- TEXTE FOURNI -
Les parties ont voulu concevoir le protocole en cause comme étant un accord de spécialisation, car SIV et Fabbrica Sciarra renoncent à fabriquer des verres profilés ainsi que ceux armés colorés au profit de Fabbrica Pisana ; Fabbrica Sciarra renonce à la fabrication des verres imprimés sur les deux faces (cc) en largeur de 150 centimètres, et Fabbrica Pisana aux verres profilés en épaisseur de 8 à 10 millimètres ; toutes les trois entreprises renoncent, en outre, à la fabrication du verre jardinier.

3. Au texte du protocole susmentionné sont joints trois documents:

a) une déclaration de SIV, par laquelle cette société affirme que la crise conjoncturelle qui a affecté le marché italien en 1975 justifie la conclusion de l'accord, et annonce vouloir lier son adhésion au maintien des conditions exceptionnelles qui l'ont provoquée;

b) le tableau des produits et des coefficients de transformation;

c) la description des modalités de contrôle de l'application du protocole.

4. Pour ce qui concerne plus spécialement ce dernier document, il engage les sociétés à élaborer et à transmettre à la société FIDES les renseignements convenus aux dates fixées, et précisément:

a) le 20 avril 1976, - un tableau récapitulatif des stocks en magasin au 31 mars 1976 des produits repris au point 4 du protocole,

- la structure technique du tarif des prix au 2 avril 1976 par catégorie de produits;

b) avant le 10 de chaque mois, à partir du 10 mai 1976,

- un état détaillé des transactions pour chaque produit au cours du mois précédent (y compris les expéditions à l'exportation et les cessions entre producteurs) avec indication des mentions détaillées figurant sur les documents d'expédition et de facturation, en distinguant clairement les ventes en Italie, les exportations et les cessions entre producteurs (prospetto 1);

- un état détaillé pour chaque produit des livraisons du mois précédent des marchandises en dépôt auprès de clients ou de tiers avec mention des données précises des livraisons et l'enregistrement sur le registre des marchandises en dépôt (prospetto 2);

- un état récapitulatif des livraisons susmentionnées, mensuel et cumulatif, en quantité et valeur (prospetto 3);

- un état de conformité du mouvement récapitulatif de magasin faisant le contrôle du mois précédent pour chaque produit et le total des mêmes produits (prospetto 4).

- LIGNES FOURNIES -
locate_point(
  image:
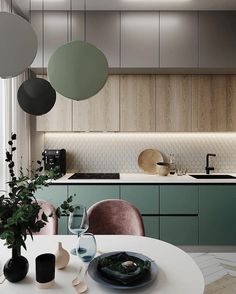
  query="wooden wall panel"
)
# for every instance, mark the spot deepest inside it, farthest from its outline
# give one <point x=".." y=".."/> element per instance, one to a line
<point x="137" y="103"/>
<point x="101" y="112"/>
<point x="213" y="103"/>
<point x="173" y="103"/>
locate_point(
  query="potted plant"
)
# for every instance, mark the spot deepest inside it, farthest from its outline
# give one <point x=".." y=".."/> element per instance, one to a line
<point x="19" y="212"/>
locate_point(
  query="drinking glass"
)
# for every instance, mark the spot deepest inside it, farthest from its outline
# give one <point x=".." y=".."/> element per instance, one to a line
<point x="86" y="247"/>
<point x="78" y="222"/>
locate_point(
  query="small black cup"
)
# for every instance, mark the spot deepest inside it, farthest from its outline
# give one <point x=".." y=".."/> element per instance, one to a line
<point x="45" y="270"/>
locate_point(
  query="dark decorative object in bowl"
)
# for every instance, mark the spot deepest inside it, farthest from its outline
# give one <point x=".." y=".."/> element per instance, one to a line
<point x="123" y="270"/>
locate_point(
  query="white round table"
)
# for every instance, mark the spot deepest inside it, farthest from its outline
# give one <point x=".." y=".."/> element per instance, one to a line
<point x="178" y="273"/>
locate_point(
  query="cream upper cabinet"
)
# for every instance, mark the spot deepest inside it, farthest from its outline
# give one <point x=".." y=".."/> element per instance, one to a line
<point x="59" y="118"/>
<point x="101" y="112"/>
<point x="137" y="103"/>
<point x="103" y="30"/>
<point x="178" y="39"/>
<point x="214" y="103"/>
<point x="217" y="39"/>
<point x="140" y="39"/>
<point x="173" y="103"/>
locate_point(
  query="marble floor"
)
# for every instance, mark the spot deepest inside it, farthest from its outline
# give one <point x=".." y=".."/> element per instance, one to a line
<point x="219" y="271"/>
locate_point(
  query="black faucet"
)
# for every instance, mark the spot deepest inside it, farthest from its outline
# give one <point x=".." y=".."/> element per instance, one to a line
<point x="207" y="163"/>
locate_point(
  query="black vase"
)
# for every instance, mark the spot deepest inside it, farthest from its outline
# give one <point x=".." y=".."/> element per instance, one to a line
<point x="16" y="268"/>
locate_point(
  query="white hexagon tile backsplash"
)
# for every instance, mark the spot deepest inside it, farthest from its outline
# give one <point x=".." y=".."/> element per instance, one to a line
<point x="118" y="152"/>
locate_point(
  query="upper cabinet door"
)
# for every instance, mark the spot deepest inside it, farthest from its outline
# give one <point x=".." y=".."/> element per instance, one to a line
<point x="178" y="39"/>
<point x="101" y="112"/>
<point x="140" y="39"/>
<point x="55" y="32"/>
<point x="103" y="30"/>
<point x="217" y="39"/>
<point x="137" y="103"/>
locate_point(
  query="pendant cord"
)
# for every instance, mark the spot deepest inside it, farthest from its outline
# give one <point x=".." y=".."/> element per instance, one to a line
<point x="43" y="37"/>
<point x="70" y="25"/>
<point x="30" y="19"/>
<point x="85" y="20"/>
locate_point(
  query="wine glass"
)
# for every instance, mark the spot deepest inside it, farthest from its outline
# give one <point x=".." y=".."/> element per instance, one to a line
<point x="86" y="247"/>
<point x="78" y="222"/>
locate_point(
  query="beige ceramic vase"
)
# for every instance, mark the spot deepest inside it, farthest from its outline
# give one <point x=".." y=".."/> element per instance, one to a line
<point x="62" y="257"/>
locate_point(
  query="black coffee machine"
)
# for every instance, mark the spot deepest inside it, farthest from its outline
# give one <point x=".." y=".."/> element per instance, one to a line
<point x="55" y="159"/>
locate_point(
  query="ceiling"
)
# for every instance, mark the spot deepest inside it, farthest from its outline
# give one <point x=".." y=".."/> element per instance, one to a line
<point x="134" y="4"/>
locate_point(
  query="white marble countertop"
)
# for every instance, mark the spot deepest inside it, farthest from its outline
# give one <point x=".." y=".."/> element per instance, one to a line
<point x="145" y="179"/>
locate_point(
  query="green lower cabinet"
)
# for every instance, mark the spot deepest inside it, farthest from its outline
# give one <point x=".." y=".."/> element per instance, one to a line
<point x="179" y="230"/>
<point x="151" y="226"/>
<point x="55" y="195"/>
<point x="179" y="199"/>
<point x="217" y="215"/>
<point x="144" y="197"/>
<point x="90" y="194"/>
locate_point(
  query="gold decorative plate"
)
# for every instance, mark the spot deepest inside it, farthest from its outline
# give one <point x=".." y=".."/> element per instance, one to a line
<point x="148" y="159"/>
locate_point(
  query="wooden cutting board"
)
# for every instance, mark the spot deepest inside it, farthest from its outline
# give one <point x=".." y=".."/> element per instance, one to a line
<point x="148" y="159"/>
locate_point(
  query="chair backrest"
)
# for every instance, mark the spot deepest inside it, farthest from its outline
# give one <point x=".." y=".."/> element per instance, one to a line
<point x="52" y="226"/>
<point x="115" y="217"/>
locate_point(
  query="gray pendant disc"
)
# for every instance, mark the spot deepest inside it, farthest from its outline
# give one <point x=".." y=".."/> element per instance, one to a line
<point x="78" y="70"/>
<point x="18" y="45"/>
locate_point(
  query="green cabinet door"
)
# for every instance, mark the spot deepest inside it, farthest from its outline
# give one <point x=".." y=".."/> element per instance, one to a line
<point x="217" y="215"/>
<point x="55" y="195"/>
<point x="151" y="226"/>
<point x="179" y="230"/>
<point x="179" y="199"/>
<point x="144" y="197"/>
<point x="90" y="194"/>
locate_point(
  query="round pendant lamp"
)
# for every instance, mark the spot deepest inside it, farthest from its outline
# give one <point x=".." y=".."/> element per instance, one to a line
<point x="78" y="70"/>
<point x="36" y="96"/>
<point x="18" y="45"/>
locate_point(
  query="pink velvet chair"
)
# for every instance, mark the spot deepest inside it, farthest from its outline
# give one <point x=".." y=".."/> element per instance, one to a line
<point x="52" y="226"/>
<point x="115" y="217"/>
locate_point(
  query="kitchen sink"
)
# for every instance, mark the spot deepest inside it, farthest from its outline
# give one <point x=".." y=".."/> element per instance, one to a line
<point x="213" y="176"/>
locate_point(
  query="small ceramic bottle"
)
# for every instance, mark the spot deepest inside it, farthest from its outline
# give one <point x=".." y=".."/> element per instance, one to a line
<point x="62" y="257"/>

- CONSIGNES -
[a] Pour chacun des énoncés suivants, indiquez s'il concorde avec le texte sur le protocole, en répondant par oui ou non et en citant les mots décisifs du texte : (i) Fabbrica Pisana renonce aux verres profilés d'une épaisseur de 8 à 10 millimètres ; (ii) selon la déclaration de SIV, la crise qui justifie l'accord a touché le marché italien en 1976 ; (iii) les sociétés doivent transmettre les renseignements convenus à la société FIDES.
[b] D'après le texte sur le protocole, à quelle fabrication les trois entreprises renoncent-elles toutes ?
Les lignes n'ont aucun lien avec le texte.

- RÉPONSES -
[a]
(i) Oui : « Fabbrica Pisana aux verres profilés en épaisseur de 8 à 10 millimètres ».
(ii) Non : « la crise conjoncturelle qui a affecté le marché italien en 1975 ».
(iii) Oui : « à transmettre à la société FIDES les renseignements convenus ».

[b] À la fabrication du verre jardinier.